# [What you have to do]
Find every line of the data below that has "wooden" in it. Reply with the number only.

(Source records)
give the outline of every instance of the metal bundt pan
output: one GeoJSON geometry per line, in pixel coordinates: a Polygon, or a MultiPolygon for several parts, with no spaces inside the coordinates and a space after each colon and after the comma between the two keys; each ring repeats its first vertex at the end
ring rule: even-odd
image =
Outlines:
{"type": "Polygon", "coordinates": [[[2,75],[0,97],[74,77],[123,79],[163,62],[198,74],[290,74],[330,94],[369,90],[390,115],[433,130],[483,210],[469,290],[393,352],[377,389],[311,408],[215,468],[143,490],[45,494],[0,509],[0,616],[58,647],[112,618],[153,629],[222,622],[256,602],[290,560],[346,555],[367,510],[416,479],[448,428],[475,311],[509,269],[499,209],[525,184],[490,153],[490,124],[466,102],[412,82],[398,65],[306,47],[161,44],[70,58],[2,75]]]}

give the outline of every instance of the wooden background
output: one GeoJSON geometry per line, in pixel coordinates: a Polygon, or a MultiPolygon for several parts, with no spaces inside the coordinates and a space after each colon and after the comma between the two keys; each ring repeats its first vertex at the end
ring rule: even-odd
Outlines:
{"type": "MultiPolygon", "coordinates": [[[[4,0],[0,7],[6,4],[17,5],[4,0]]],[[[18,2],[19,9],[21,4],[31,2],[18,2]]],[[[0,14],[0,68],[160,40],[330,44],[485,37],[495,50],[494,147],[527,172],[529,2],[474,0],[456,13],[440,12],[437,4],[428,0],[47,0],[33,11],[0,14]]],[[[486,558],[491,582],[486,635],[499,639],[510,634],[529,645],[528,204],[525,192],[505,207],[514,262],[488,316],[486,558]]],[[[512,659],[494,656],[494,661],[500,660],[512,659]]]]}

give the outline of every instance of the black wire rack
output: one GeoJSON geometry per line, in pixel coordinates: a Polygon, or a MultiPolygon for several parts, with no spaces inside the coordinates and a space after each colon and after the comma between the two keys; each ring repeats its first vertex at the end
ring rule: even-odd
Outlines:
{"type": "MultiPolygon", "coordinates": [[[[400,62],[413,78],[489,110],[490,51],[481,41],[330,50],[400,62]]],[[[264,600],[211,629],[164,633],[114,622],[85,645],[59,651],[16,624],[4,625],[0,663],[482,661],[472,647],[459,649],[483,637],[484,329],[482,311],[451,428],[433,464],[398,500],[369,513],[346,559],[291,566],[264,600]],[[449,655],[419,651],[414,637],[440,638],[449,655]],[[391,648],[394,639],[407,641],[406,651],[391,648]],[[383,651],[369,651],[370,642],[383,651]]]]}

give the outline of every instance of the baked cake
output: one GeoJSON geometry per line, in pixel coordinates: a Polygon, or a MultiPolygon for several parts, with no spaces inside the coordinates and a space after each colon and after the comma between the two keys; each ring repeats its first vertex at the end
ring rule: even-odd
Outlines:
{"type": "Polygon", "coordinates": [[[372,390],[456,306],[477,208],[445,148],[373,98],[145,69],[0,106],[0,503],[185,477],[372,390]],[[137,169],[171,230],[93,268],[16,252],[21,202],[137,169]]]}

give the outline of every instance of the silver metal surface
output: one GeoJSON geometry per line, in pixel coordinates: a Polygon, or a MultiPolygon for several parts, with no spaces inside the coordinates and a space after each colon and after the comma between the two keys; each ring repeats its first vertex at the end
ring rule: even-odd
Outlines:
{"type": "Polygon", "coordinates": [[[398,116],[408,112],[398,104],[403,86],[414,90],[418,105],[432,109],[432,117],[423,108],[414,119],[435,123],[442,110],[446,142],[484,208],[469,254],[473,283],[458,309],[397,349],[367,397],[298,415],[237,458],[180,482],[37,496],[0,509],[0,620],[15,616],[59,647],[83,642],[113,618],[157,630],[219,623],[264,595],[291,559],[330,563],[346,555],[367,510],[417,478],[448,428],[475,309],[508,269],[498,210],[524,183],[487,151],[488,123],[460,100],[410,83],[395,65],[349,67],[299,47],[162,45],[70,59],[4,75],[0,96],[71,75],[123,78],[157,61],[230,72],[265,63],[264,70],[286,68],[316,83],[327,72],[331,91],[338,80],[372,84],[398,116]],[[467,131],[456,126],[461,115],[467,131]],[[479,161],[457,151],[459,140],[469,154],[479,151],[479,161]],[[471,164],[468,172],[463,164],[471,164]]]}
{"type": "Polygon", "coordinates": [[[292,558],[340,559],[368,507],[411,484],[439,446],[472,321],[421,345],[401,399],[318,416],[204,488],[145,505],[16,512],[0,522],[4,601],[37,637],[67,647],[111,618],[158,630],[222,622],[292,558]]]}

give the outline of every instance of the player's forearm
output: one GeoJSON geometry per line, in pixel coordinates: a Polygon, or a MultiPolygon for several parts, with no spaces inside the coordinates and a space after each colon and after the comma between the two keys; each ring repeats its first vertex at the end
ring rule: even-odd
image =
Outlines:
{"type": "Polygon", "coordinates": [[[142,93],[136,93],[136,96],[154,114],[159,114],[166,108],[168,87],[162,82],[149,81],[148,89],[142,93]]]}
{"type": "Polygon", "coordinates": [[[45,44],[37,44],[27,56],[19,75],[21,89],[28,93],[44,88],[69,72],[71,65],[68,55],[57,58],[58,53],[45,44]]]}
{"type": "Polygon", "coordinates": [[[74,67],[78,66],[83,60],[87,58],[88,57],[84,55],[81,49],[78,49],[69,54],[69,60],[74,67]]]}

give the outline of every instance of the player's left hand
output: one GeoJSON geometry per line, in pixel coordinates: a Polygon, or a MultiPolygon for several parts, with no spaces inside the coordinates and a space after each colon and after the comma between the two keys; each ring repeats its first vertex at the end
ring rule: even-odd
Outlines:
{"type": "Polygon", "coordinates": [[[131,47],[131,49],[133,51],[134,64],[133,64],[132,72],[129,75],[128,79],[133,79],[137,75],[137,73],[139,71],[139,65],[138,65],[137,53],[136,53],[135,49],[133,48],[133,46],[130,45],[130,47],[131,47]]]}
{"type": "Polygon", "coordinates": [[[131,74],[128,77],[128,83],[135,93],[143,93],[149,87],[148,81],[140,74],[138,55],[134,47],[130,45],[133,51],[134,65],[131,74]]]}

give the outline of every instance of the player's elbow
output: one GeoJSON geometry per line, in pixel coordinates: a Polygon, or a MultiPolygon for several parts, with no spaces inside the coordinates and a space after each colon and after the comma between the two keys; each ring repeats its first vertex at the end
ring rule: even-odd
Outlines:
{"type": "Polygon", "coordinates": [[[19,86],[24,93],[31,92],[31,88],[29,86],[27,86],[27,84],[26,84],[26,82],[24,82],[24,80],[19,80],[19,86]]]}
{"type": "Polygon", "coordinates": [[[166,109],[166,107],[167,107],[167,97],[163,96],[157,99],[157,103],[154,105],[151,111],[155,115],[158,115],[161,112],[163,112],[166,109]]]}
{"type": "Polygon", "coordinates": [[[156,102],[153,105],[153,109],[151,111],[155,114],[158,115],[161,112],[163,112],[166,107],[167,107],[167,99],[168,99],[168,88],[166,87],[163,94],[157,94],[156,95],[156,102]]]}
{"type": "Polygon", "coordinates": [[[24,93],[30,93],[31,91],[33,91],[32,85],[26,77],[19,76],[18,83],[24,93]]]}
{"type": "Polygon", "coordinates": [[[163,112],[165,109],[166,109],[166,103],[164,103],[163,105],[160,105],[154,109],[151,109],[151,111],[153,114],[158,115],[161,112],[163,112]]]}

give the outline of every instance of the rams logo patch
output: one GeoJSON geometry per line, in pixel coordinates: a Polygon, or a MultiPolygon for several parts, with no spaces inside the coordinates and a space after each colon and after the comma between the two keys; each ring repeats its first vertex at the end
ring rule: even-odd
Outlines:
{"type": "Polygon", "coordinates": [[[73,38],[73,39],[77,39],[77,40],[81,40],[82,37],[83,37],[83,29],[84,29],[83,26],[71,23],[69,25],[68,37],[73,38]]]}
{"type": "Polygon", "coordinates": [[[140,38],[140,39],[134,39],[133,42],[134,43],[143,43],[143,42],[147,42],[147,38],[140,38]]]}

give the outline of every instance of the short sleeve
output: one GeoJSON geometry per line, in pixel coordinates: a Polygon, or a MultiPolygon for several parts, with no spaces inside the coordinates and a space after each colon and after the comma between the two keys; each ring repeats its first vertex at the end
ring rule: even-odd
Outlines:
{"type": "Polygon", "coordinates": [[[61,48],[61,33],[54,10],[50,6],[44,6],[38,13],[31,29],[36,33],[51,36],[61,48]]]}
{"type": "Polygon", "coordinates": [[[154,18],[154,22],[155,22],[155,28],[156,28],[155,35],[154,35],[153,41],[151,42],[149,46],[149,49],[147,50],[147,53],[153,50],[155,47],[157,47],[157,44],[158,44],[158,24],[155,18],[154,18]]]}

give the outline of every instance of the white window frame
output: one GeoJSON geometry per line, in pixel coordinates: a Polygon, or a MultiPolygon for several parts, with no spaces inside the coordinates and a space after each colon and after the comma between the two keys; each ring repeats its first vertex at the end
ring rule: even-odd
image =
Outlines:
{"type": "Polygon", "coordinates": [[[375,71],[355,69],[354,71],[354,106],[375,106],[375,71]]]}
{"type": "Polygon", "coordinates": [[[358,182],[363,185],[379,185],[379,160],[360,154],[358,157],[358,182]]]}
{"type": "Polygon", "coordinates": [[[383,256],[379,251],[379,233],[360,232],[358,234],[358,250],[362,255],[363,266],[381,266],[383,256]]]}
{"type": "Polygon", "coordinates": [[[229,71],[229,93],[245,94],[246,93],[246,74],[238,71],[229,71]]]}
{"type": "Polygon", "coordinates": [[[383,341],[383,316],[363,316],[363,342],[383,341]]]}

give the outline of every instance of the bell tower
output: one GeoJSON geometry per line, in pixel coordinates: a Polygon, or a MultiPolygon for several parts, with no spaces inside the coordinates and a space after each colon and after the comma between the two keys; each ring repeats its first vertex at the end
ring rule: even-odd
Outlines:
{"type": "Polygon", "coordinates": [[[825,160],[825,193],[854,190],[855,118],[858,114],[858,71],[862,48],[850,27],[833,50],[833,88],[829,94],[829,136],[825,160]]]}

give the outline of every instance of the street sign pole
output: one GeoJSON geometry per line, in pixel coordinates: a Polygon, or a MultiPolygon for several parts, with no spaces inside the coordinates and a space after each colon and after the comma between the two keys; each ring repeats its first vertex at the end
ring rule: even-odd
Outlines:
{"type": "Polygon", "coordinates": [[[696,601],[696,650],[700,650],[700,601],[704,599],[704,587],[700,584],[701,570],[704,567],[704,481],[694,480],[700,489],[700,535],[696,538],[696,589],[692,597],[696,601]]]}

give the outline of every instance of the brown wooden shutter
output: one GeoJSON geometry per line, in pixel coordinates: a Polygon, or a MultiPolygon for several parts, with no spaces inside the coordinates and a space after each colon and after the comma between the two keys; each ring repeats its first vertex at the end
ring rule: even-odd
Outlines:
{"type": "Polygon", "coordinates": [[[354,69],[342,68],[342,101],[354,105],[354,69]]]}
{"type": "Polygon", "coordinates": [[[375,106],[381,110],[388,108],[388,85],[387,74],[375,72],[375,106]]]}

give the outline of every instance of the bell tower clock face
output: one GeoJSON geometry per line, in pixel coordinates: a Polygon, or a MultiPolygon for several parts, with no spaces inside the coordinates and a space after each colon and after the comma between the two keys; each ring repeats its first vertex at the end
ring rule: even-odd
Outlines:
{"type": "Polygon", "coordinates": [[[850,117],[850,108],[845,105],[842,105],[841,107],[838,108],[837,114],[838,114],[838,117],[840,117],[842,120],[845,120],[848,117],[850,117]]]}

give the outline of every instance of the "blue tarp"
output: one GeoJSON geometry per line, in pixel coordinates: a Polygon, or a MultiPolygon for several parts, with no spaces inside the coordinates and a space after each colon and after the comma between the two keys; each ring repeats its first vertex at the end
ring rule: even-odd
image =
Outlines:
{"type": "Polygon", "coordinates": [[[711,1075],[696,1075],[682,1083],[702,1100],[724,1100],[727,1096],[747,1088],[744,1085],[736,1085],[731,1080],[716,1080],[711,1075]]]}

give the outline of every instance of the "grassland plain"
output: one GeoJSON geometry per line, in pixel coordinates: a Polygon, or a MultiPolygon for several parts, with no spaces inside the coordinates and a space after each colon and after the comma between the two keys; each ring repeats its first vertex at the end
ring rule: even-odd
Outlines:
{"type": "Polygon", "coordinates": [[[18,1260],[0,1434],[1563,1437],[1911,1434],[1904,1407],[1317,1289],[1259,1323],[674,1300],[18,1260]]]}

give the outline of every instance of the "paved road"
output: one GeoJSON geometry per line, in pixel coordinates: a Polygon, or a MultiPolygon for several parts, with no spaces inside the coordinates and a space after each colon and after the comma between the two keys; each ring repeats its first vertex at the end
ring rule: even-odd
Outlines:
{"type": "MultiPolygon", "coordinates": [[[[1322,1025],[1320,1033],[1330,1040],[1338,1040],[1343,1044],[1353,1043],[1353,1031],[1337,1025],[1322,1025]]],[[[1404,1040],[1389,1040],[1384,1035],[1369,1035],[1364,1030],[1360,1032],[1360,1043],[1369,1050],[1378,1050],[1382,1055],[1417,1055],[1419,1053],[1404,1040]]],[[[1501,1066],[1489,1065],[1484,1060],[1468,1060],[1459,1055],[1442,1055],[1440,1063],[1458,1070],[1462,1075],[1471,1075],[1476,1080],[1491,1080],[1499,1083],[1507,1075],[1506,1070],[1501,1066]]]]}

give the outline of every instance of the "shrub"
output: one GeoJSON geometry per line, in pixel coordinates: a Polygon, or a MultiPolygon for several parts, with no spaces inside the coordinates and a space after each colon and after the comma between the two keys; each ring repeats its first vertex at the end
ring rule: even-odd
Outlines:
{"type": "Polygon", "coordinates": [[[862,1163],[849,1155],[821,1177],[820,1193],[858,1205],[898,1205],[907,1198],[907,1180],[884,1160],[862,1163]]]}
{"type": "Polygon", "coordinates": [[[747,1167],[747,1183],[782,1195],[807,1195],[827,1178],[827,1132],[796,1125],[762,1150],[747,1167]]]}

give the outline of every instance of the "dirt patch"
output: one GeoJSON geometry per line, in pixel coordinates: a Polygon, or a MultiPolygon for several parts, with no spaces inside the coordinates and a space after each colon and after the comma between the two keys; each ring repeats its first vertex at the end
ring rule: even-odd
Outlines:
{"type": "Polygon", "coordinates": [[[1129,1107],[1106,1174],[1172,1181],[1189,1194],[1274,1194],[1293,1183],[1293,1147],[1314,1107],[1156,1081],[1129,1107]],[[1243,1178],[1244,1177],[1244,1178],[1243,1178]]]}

# [Answer for this exercise]
2